|
RIA Novosti
Pas
de duel Bush - Ahmadinejad à l'ONU
Dmitri Kossyrev
27 septembre 2007
L'intervention du président iranien à la 62e session de
l'Assemblée générale de l'Organisation des Nations Unies était
attendue avec impatience par tous ceux qui s'étaient réunis au
siège de l'ONU ce jour-là. Son apparition à la tribune a été
accueillie par des applaudissements, qui sont plutôt rares. Et la
veille, quand Mahmoud Ahmadinejad s'exprimait devant la
prestigieuse université new-yorkaise de Columbia, on a appris que
tous les billets pour cette manifestation avaient été vendus en
une heure et demie, soit avec la même rapidité que ceux du
concert de Bruce Springsteen qui se déroulait en même temps. C'étaient
essentiellement des opposants d'Ahmadinejad qui se sont réunis à
l'entrée de l'université. Beaucoup y étaient allés comme à un
film d'horreur, pour se titiller les nerfs. Mais ils y sont venus
quand même.
Quoi qu'il en soit, Mahmoud Ahmadinejad n'a évidemment rien de
Bruce Springsteen. Ce serait plutôt une édition, modèle réduit,
du grand Luciano Pavarotti. Quand ce dernier faisait son
apparition sur scène, par exemple, dans le rôle de Turridu de la
Cavalleria Rusticana, tout le monde savait qu'il chanterait
exactement la même chose que les autres ténors dans le même rôle
et que l'histoire se terminerait de la même façon - Turridu
serait poignardé. Néanmoins, "avec Pavarotti", le
public sortait de la salle en larmes, transportés d'émotion. Les
autres ténors n'arrivaient jamais à produire un tel effet. Or,
il faut toujours que quelqu'un soit le premier.
Quand Mahmoud Ahmadinejad est intervenu cette fois à l'Assemblée
générale, il a en fait interprété la même partie qu'il y a un
an ou deux. En effet, il n'a dit rien qu'il n'ait déjà déclaré
dans ses deux premières interventions (sauf qu'il a qualifié les
Etats-Unis de "puissance voyou"). Il n'en reste pas
moins que l'impression produite par cette partie déjà connue n'a
pas faibli.
Beaucoup s'attendaient à ce que le premier jour de la session
soit celui d'un duel entre le président des Etats-Unis, George W.
Bush (par tradition, il est intervenu le premier, à 9 heures du
matin), et le président de la République islamique d'Iran,
Mahmoud Ahmadinejad (qui est intervenu dans l'après-midi, à 17
heures). Mais il n'y a pas eu de duel parce que ces deux hommes évoluaient
sur des plans différents et dans des dimensions différentes.
Bush se comportait en vrai politique. La première partie de
son discours était consacrée à la lutte globale pour la liberté
et contenait des listes plutôt incertaines de pays où la démocratie
était étouffée et d'autres où des progrès avaient été
enregistrés. Cette classification montre on ne peut mieux
pourquoi l'Amérique n'est pas aimée dans le monde. C'est aussi
un concentré de cette philosophie politique à laquelle la future
administration américaine ferait mieux de renoncer.

## LISTE DES TÂCHES
• A. Donnez toutes les personnes réelles nommées dans l'article sur Ahmadinejad à l'ONU, sans compter les personnages d'opéra.
• B. Traduisez en anglais cette phrase de l'article sur Ahmadinejad à l'ONU : « Les autres ténors n'arrivaient jamais à produire un tel effet. »
• C. Selon l'article sur Ahmadinejad à l'ONU, à quelle heure le président iranien est-il intervenu ?

[Extraits du jeu de données de pointage]
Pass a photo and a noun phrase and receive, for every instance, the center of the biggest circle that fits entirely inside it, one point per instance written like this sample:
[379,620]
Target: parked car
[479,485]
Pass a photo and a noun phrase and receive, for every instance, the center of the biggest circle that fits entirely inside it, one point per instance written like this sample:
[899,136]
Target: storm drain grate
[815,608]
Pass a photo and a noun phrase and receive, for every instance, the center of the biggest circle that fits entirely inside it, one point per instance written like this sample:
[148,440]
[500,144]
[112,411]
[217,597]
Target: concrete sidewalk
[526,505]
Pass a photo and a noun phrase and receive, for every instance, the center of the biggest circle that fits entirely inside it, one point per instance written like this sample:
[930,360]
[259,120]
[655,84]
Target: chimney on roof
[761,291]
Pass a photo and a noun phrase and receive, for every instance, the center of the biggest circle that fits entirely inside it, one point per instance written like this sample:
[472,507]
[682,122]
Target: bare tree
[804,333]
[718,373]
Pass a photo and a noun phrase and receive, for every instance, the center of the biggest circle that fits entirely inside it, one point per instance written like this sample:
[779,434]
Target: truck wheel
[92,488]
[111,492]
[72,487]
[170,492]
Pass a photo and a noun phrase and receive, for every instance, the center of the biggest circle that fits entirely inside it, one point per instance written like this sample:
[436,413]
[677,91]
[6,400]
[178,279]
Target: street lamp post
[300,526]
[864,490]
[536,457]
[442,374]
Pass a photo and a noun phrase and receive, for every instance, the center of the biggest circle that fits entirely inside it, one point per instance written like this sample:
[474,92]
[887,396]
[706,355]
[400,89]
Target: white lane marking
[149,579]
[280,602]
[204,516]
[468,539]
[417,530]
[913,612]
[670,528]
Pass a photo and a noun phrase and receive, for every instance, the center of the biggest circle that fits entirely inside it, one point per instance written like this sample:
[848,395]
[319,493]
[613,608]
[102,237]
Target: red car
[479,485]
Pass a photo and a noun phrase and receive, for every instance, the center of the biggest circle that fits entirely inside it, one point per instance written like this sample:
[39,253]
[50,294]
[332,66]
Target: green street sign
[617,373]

## RÉPONSES AUX TÂCHES
• A. Dmitri Kossyrev, Mahmoud Ahmadinejad, Bruce Springsteen, Luciano Pavarotti, George W. Bush

• B. The other tenors never managed to produce such an effect.

• C. À 17 heures, dans l'après-midi.